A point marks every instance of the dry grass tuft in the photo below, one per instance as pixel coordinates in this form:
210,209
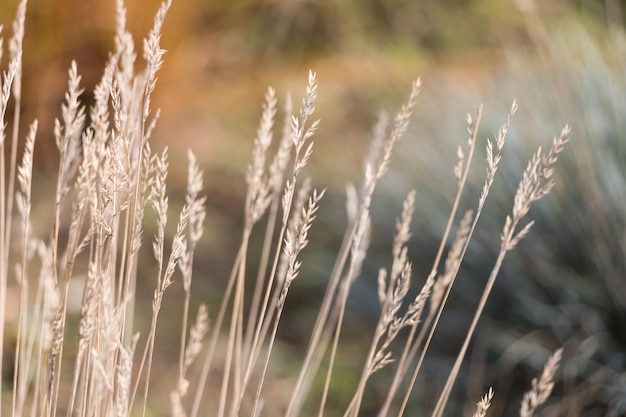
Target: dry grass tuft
108,176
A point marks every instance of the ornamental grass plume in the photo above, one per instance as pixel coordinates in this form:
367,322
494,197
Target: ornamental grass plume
109,176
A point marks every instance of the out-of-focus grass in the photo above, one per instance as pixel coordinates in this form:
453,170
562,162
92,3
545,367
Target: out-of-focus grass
222,55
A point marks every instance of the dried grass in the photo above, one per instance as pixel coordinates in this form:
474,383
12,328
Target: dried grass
108,175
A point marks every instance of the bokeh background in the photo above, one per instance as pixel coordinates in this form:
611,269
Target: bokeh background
563,61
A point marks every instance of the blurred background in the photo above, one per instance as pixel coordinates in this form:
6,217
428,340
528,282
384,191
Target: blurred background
563,61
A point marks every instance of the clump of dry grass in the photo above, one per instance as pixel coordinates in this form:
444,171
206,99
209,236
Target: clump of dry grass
108,176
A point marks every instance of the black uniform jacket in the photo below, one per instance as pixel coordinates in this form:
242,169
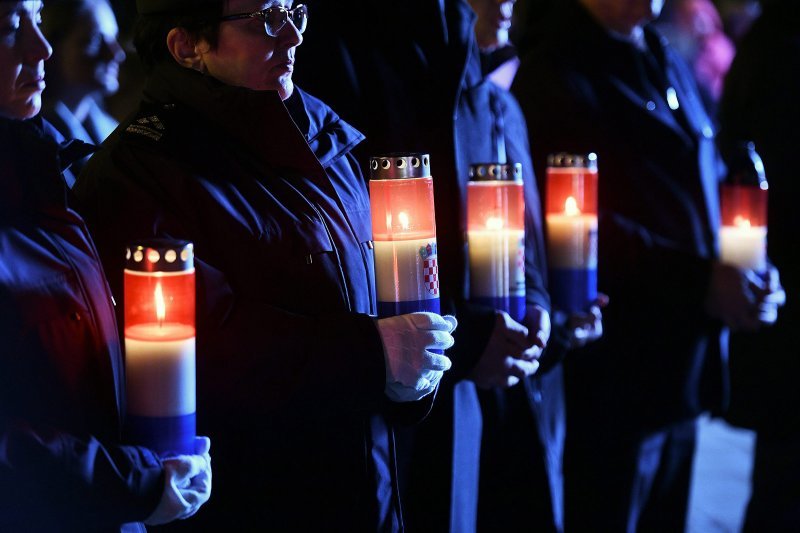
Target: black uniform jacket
61,380
582,90
290,363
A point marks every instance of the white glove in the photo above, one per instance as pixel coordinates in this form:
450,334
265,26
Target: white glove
187,484
412,371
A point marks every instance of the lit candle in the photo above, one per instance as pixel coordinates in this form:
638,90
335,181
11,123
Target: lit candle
743,235
571,221
404,234
496,237
160,346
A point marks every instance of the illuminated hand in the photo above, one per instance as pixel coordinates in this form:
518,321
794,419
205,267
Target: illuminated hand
412,371
187,485
509,356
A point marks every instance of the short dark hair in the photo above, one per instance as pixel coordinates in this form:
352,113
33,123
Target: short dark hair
150,32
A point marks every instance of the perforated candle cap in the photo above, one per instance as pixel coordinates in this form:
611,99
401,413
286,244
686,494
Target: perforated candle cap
399,166
495,172
160,255
567,160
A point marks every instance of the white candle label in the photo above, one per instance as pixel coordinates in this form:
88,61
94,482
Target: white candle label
744,247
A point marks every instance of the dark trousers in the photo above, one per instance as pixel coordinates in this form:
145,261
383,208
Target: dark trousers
630,483
775,500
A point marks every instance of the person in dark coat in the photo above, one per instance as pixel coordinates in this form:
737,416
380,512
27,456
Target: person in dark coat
602,81
418,86
84,69
760,104
298,383
62,464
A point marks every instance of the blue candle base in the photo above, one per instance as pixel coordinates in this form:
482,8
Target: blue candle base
513,305
572,289
168,435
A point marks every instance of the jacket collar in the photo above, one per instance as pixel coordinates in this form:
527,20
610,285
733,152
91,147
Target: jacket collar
257,120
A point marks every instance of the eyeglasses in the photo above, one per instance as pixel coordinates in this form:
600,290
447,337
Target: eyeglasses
275,18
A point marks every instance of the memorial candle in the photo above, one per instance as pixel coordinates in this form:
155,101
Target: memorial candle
404,234
160,346
496,237
743,206
571,221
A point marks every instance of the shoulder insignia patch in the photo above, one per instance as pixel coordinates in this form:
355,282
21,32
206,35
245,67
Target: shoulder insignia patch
148,126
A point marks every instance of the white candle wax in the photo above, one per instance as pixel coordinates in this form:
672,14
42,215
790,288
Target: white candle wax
399,269
744,247
572,241
497,262
160,374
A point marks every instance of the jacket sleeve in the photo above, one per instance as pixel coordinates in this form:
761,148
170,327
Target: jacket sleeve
77,479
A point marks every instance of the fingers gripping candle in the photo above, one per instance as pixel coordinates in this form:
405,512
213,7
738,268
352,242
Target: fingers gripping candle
404,233
571,220
496,237
160,346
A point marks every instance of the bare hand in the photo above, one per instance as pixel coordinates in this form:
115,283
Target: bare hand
741,299
509,356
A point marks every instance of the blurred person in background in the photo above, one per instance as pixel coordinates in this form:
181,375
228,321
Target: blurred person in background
761,103
84,68
62,388
694,29
603,80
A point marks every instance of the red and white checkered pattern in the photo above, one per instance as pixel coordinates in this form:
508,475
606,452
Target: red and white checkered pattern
430,271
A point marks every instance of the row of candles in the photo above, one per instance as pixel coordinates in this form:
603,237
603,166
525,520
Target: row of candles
160,288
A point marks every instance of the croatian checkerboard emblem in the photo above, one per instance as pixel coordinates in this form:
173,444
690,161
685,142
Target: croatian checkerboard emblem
430,272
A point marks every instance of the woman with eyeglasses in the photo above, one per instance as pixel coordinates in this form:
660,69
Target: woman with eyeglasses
298,384
62,466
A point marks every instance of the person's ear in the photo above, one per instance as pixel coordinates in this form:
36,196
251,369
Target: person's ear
185,50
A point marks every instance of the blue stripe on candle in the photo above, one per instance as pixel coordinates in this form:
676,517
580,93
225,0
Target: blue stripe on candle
572,289
513,305
386,309
167,435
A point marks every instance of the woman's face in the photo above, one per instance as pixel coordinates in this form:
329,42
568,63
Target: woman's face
89,55
245,56
23,51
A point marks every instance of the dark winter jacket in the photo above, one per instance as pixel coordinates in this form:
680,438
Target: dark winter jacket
61,375
290,363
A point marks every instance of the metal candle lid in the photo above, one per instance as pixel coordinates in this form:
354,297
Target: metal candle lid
495,172
399,166
159,255
566,160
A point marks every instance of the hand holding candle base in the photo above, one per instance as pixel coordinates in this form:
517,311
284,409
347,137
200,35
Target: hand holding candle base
187,485
742,299
413,371
510,355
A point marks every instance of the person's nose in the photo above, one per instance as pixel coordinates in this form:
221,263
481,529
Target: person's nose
37,48
289,35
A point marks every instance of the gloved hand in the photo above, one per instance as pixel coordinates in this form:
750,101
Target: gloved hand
187,485
412,371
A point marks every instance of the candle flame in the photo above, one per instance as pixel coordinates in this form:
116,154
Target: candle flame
161,307
494,223
571,207
403,218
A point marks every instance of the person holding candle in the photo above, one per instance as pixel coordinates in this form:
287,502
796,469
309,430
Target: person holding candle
62,465
759,103
601,80
297,382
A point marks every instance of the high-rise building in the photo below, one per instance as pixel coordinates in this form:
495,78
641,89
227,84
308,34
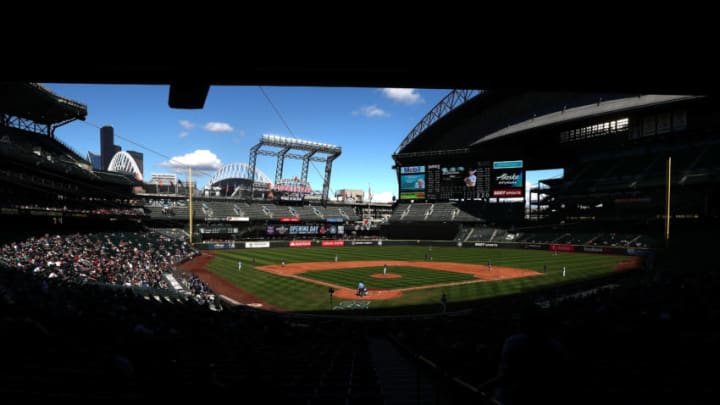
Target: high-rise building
107,145
138,158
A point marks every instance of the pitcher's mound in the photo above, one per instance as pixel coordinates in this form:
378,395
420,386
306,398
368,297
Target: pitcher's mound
389,275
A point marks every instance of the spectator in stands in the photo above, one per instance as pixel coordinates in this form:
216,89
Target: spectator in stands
533,365
471,179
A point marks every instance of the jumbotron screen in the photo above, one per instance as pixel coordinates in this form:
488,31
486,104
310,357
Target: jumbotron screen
462,180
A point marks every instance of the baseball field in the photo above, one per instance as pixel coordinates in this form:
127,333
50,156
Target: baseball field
415,276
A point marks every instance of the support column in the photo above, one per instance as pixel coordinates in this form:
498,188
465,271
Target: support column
326,180
251,162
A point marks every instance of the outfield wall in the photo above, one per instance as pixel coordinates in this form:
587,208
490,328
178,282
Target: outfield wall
306,243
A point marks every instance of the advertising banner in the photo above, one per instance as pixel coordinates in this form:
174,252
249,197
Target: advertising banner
237,219
412,169
228,245
508,179
257,245
289,219
412,182
484,244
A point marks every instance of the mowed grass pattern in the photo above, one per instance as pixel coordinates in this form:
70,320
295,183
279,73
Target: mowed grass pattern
297,295
410,277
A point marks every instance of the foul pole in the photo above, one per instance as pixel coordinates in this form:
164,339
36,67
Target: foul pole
667,202
190,192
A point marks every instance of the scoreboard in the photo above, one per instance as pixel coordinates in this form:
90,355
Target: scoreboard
464,179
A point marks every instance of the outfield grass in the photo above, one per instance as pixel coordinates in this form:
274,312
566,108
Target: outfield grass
297,295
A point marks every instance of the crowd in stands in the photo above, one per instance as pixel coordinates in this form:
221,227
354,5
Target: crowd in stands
128,259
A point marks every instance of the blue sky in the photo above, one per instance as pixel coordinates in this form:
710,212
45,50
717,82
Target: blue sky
367,123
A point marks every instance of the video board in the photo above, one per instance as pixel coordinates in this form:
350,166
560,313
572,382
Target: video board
462,179
412,183
468,180
508,179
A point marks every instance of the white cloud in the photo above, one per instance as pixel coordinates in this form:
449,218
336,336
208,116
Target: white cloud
404,96
201,159
186,124
218,127
371,111
385,196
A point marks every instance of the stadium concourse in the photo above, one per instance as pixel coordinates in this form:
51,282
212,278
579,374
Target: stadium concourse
90,309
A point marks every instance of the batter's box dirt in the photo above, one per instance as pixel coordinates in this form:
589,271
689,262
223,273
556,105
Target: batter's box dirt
481,272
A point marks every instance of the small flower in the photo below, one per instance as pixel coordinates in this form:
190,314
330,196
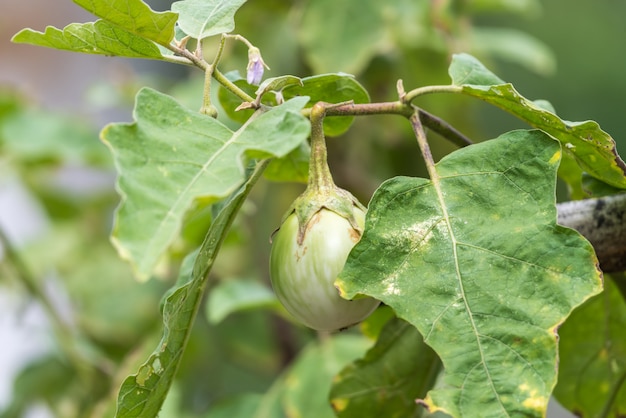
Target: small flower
256,66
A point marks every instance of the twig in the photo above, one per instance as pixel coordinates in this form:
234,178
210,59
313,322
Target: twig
603,222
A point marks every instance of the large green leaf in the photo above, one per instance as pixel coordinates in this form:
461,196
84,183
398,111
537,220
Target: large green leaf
171,156
128,28
203,18
98,37
143,393
330,88
592,352
590,146
134,16
385,383
475,260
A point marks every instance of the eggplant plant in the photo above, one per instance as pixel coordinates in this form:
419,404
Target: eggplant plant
453,293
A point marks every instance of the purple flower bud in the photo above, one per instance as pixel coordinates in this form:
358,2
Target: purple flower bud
255,67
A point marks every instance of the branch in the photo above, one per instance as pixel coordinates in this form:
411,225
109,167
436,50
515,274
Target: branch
603,222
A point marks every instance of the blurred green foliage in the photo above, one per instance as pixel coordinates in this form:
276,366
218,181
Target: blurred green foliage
570,53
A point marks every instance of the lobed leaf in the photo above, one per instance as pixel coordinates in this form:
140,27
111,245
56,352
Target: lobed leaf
593,149
143,393
203,18
135,17
386,381
475,261
98,37
171,156
592,352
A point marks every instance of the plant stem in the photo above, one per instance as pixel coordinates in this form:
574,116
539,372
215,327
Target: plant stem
230,86
219,77
320,178
424,147
431,121
420,91
66,337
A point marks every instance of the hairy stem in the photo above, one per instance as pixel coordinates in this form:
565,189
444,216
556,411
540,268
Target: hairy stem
421,91
67,339
217,75
320,177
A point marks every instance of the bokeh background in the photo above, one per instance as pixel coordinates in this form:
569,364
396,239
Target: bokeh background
578,64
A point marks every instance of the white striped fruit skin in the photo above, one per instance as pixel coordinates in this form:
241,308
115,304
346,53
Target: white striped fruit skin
303,275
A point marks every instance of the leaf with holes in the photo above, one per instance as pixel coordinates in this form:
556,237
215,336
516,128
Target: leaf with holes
474,259
171,156
584,142
592,353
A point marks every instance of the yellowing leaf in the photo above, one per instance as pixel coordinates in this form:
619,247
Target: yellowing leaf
171,156
475,261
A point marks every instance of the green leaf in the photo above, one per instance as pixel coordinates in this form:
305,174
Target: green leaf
143,393
475,260
308,382
292,167
171,156
278,84
330,88
385,383
590,146
237,295
98,37
134,16
514,46
203,18
592,353
342,36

==*==

→ What you will do: Your answer should consist only of the lines from the one with "A point marks every instance of the branch" through the end of the data above, reproduced exactly.

→ In response:
A point marks every instance of the branch in the photo above, one per instance as pixel coordinates in this form:
411,225
109,167
436,50
515,274
Target: branch
603,222
A point marks every instance of the blurred green foliage in the photo above, one per instance as pixel coordinates in this form:
276,366
218,181
Target: blurred green foliage
570,53
A point marks every instance of the lobed leaf in the photo above, one per instance as pixel coordinates in this form:
140,27
111,245
56,352
Target: lobed leaf
593,149
143,393
203,18
135,17
386,381
475,261
98,37
171,156
592,352
A point marks every instance of the plant stem in the photo above, one per instance as pixel coordinates in this form:
574,116
539,372
215,327
Target: plant stem
230,86
219,77
320,178
424,147
431,121
420,91
66,337
A point marks every instance of the hairy stem in the photo above, one per instance as pixel coordinates in this form:
565,189
444,216
556,411
540,268
Target: hairy stem
421,91
67,339
217,75
320,177
A point marks every instance of the bokeh background in the photo above, one per instance as pixel coordinates in this form:
569,364
396,239
Target: bokeh background
578,64
A point marks every instance of the white striped fruit skin in the photo above, one per instance as pixel coordinates in this form:
241,308
115,304
346,53
Target: white striped fruit skin
303,275
A point marks every instance of the leaf with holes in the photo above, one per instance as pixel coordinates in this form:
556,237
215,336
516,128
Target: leaf with holes
474,259
171,156
584,142
592,353
A point marks every instance of the yellowing leaf in the photo above, one per instance as pixel coordinates in this form:
619,247
Target: yellowing leaf
171,156
475,261
A point marks every instance of the green leaf in the photo above, one per instance as pixel coordinates in this form:
305,174
Target: green leaf
143,393
475,260
308,382
292,167
171,156
278,84
330,88
385,383
590,146
237,295
98,37
134,16
514,46
203,18
592,353
342,36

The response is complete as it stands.